***** Input data
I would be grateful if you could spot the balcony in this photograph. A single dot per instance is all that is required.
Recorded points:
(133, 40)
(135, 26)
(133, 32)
**********
# [The task]
Transcribe the listing above line for line, changing nothing.

# [Answer to this task]
I would be grateful if you could spot the balcony in this photograph. A single dot per instance is all that is required.
Recorded points:
(133, 40)
(135, 26)
(133, 32)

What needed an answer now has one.